*What is asked*
Rewrite the listing below, replacing "photo" with "image" each time it appears and changing nothing else. Omit the pictures from your answer.

*Records to process*
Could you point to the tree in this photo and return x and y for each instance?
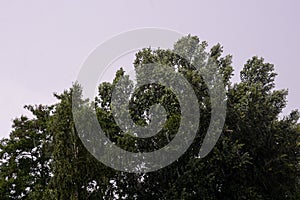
(256, 156)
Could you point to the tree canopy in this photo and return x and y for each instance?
(256, 156)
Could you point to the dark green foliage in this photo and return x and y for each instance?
(256, 157)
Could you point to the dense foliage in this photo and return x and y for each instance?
(256, 157)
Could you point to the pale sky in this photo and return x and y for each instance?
(44, 43)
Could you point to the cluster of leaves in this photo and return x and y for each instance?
(256, 157)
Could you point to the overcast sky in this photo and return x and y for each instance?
(44, 43)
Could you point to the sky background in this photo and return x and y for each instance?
(44, 43)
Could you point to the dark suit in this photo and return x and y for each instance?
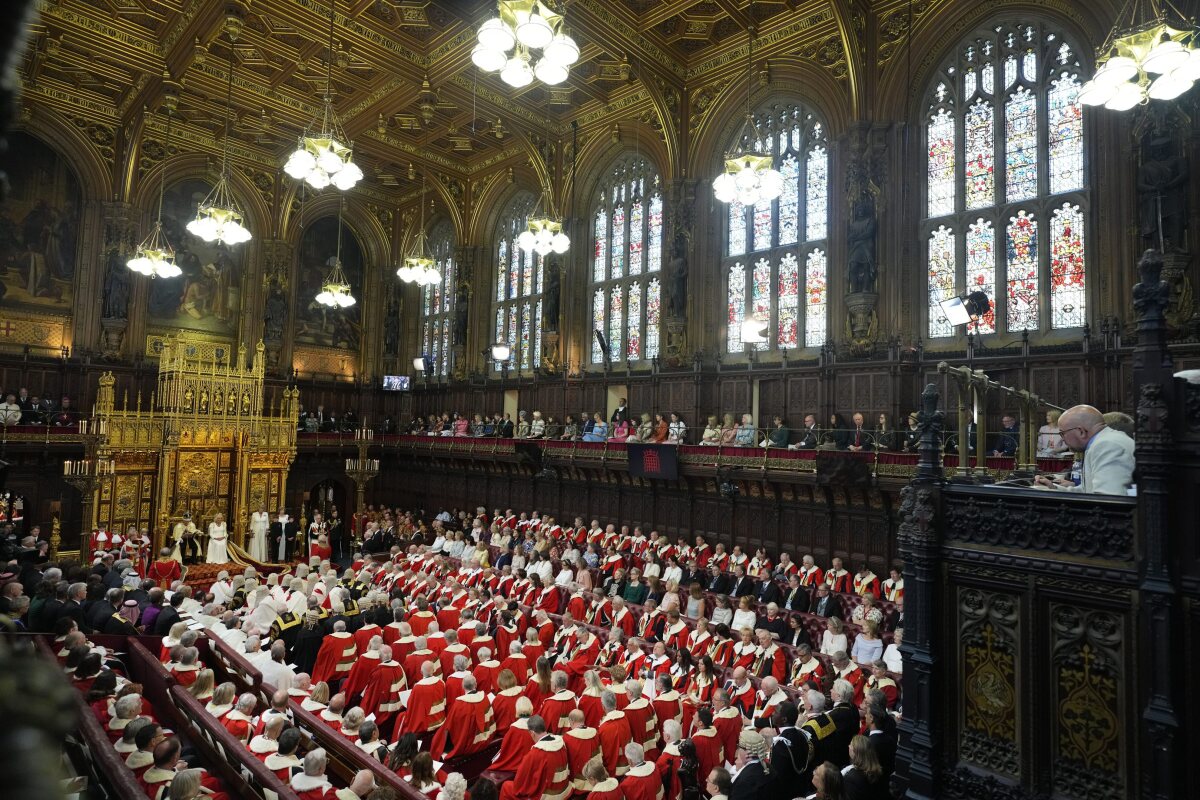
(767, 593)
(828, 606)
(885, 749)
(796, 600)
(719, 584)
(167, 617)
(789, 753)
(744, 587)
(751, 783)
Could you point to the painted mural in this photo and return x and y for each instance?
(208, 295)
(39, 227)
(317, 324)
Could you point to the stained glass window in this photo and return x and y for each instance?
(737, 306)
(982, 270)
(1067, 298)
(437, 301)
(1021, 145)
(941, 163)
(941, 278)
(815, 293)
(519, 289)
(627, 260)
(1017, 256)
(789, 301)
(653, 317)
(1021, 257)
(783, 234)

*Exercise solution*
Could you point to the tree in this image and return x and y for each instance?
(256, 156)
Could you point to the tree canopy in this image and return x and y for each instance?
(256, 156)
Could you point to the dark green foliage in this image and return x and y for each instance?
(256, 157)
Could you point to the dense foliage in this image and return x and y for each instance?
(256, 157)
Could you point to the pale sky in this image and return x and y for each instance?
(44, 43)
Could you point to the cluster of leaves in this image and return x and y for each instance?
(256, 157)
Could you point to the overcast sky in this image and return x and y for each instance?
(44, 43)
Could you point to the sky background in this image and return x and y for each instance?
(44, 43)
Could you point to the dark suit in this image and return x and y for each instance?
(767, 593)
(828, 606)
(885, 749)
(796, 600)
(719, 584)
(167, 617)
(789, 753)
(744, 587)
(751, 783)
Could you point to the painted mural in this image and return x and y for each instance?
(208, 295)
(39, 227)
(317, 324)
Could you point to the stained glass window in this image and return x and y for each instance?
(737, 306)
(982, 270)
(1067, 298)
(437, 301)
(1021, 145)
(941, 163)
(941, 278)
(815, 293)
(519, 289)
(627, 260)
(1017, 256)
(789, 301)
(653, 317)
(1021, 257)
(783, 234)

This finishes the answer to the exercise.